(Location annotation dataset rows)
- - - -
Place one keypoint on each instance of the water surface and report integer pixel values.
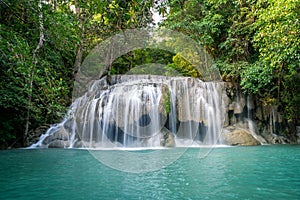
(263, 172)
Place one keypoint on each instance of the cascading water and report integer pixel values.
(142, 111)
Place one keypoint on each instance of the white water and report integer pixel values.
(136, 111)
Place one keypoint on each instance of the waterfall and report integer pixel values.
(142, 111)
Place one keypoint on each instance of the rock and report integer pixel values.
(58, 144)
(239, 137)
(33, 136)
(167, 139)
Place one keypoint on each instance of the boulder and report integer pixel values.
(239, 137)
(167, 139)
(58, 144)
- - - -
### [EXERCISE OBJECTIVE]
Convert every line of the rows above into a JSON list of strings, one string per line, with blank lines dropped. Leave the pictures out of the result.

### [ANSWER TO THIS PROBLEM]
[
  "Place one keypoint on each instance of the water surface and report integer pixel values.",
  "(263, 172)",
  "Place one keypoint on each instance of the cascading water and report integer pixel values.",
  "(142, 111)",
  "Place one keypoint on each instance of the white water and report integer pixel values.",
  "(136, 111)",
  "Place one keypoint on each instance of the waterfall and report integer pixel values.",
  "(142, 111)",
  "Place one keypoint on each instance of the rock and report integer pixel values.",
  "(58, 144)",
  "(239, 137)",
  "(33, 136)",
  "(167, 139)",
  "Place one keypoint on each instance of the boulder and report integer pixel values.",
  "(239, 137)",
  "(167, 139)",
  "(58, 144)"
]